*** EXTRAIT CHOISI ***

Par la suite, tous se sont tus encore une fois et le Rabbi a recommencé à parler. Je l'ai écouté et me suis aperçu qu'il rappelait l'explication de nos Sages selon laquelle, dans le monde futur, après la venue du Machia'h, toutes les fêtes disparaîtraient, à l'exception de Pourim. Il m'a semblé intéressant de connaître l'explication qu'il donnerait à ce propos et je suis donc resté.
Je ne peux répéter précisément ce que fut son analyse. Je me souviens seulement qu'il avait établi un lien entre Pourim et le don de soi. En ce jour, avait-il dit, l'âme de chacun se révèle encore plus clairement qu'à Yom Kippour. C'est ce qui est à l'origine du caractère immuable de cette fête.
Tout à coup, je me suis senti pâlir, puis rougir. Il me sembla, en effet, que le Rabbi parlait de moi. Il expliqua que le mauvais penchant est particulièrement habile. Celui-ci se saisit d'un jeune homme et lui fait quitter la yéchiva, pour une raison qui semble appartenir à la sainteté. Puis, il parvient à le convaincre de pénétrer dans le grand monde, d'y chercher du travail afin de pouvoir gagner sa vie, parallèlement à son étude de la Torah. Par la suite, il lui affirme que l'Amérique est différente de tous les autres pays et que, lorsque l'on se rend dans un certain endroit, on doit inéluctablement en adopter les pratiques, la manière de se vêtir, l'apparence extérieure.

*** DOCUMENTS FOURNIS ***

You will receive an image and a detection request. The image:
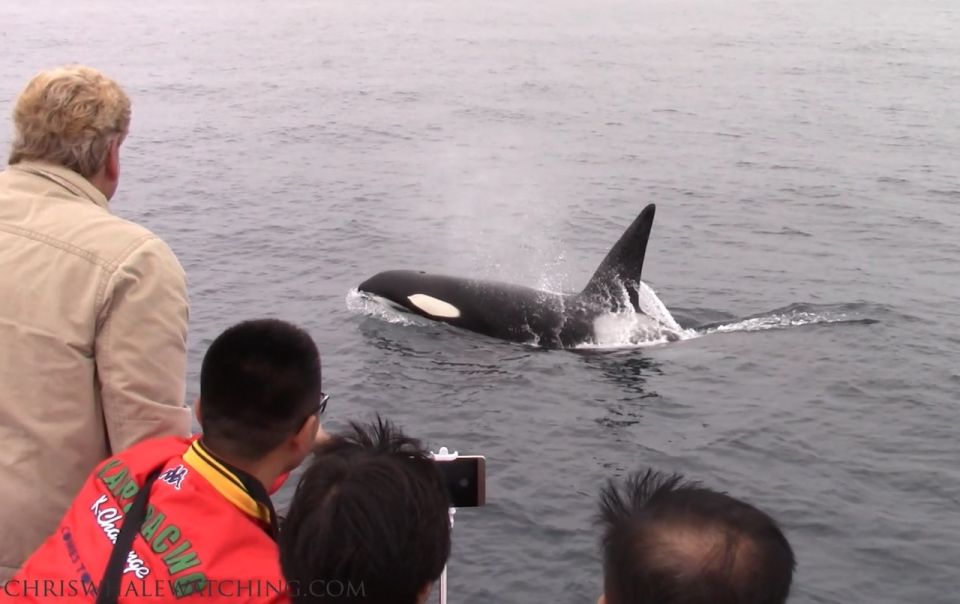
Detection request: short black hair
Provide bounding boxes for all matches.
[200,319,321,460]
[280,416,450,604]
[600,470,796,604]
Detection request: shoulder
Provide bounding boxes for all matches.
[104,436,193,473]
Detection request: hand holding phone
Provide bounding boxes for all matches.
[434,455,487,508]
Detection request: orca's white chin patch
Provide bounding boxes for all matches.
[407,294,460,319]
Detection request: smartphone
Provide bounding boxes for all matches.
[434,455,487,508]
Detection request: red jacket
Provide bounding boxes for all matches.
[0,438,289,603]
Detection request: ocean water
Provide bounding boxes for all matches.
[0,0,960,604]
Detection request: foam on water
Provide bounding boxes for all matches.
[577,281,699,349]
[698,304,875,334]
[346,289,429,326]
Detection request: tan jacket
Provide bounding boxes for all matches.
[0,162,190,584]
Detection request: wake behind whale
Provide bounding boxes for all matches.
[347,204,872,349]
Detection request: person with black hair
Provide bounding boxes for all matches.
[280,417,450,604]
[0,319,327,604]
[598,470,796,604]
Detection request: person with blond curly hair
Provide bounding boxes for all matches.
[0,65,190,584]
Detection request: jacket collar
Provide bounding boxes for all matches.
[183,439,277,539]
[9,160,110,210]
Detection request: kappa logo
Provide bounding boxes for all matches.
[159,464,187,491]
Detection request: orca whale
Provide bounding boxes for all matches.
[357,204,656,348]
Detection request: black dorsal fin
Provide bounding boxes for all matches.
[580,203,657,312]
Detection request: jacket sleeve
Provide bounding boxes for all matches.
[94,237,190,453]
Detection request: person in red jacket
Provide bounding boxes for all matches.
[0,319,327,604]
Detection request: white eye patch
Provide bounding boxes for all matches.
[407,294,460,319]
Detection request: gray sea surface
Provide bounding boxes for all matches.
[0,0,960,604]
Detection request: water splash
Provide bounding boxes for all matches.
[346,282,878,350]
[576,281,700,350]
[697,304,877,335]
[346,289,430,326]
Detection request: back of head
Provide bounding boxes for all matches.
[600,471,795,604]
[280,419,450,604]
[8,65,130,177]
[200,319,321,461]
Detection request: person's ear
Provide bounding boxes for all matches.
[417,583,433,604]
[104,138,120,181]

***
*** DOCUMENTS FOURNIS ***

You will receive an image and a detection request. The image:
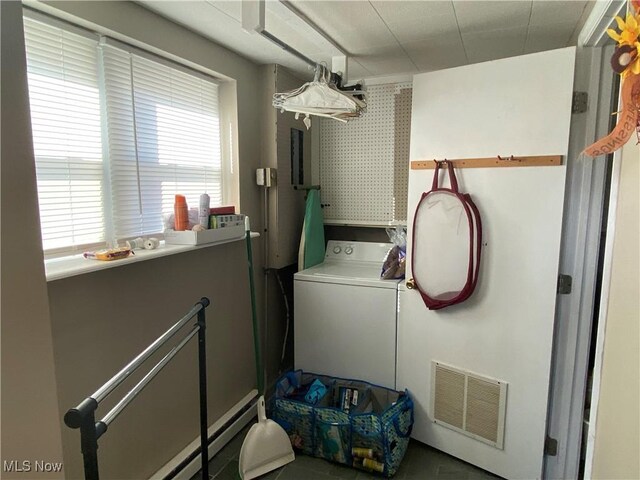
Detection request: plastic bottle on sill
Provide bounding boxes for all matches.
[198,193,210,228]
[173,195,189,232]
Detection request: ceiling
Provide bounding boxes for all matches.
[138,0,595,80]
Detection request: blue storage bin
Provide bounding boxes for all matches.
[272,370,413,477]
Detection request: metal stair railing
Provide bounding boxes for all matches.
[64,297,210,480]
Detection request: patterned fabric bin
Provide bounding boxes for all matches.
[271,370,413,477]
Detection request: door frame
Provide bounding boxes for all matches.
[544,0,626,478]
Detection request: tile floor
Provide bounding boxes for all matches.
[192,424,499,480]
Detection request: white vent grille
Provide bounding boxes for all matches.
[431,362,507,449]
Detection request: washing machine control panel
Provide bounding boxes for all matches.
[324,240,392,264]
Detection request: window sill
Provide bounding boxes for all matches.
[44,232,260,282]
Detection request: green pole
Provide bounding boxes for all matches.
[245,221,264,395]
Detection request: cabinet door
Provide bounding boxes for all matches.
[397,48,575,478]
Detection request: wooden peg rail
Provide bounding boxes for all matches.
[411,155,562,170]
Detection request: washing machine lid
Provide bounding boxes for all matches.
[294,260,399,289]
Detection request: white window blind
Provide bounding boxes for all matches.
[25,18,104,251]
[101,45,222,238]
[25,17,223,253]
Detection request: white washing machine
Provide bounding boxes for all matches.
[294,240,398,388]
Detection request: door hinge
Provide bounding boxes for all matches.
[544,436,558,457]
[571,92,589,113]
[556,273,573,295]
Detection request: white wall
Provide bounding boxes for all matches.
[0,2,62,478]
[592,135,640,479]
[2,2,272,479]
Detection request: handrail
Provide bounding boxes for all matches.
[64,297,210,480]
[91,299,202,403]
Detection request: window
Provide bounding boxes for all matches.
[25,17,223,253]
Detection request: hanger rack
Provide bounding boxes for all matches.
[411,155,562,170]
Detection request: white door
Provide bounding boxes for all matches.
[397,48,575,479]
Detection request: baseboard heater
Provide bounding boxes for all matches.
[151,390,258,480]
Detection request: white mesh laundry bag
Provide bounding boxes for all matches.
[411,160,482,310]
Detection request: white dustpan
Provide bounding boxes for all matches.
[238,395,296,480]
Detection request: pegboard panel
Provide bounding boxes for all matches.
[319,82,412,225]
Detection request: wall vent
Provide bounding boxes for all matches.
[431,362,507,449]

***

- [À FAIRE]:
[A] Citez mot pour mot le récit sur le Rabbi, depuis « Par la suite, tous » jusqu'à « suis donc resté. ».
[B] Dans le listing, réécrivez les lignes allant de celle qui contient « Detection request: blue storage bin » jusqu'à celle qui contient « [544,0,626,478] », toutes deux incluses. Remplacez « metal stair railing » par « wooden stair railing » sans modifier quoi que ce soit d'autre.
Le texte et le listing sont deux documents indépendants.

- [RÉPONSES PAR TÂCHE]:
[A]
Par la suite, tous se sont tus encore une fois et le Rabbi a recommencé à parler. Je l'ai écouté et me suis aperçu qu'il rappelait l'explication de nos Sages selon laquelle, dans le monde futur, après la venue du Machia'h, toutes les fêtes disparaîtraient, à l'exception de Pourim. Il m'a semblé intéressant de connaître l'explication qu'il donnerait à ce propos et je suis donc resté.

[B]
Detection request: blue storage bin
Provide bounding boxes for all matches.
[272,370,413,477]
Detection request: wooden stair railing
Provide bounding boxes for all matches.
[64,297,210,480]
Detection request: patterned fabric bin
Provide bounding boxes for all matches.
[271,370,413,477]
Detection request: door frame
Provide bounding boxes for all matches.
[544,0,626,478]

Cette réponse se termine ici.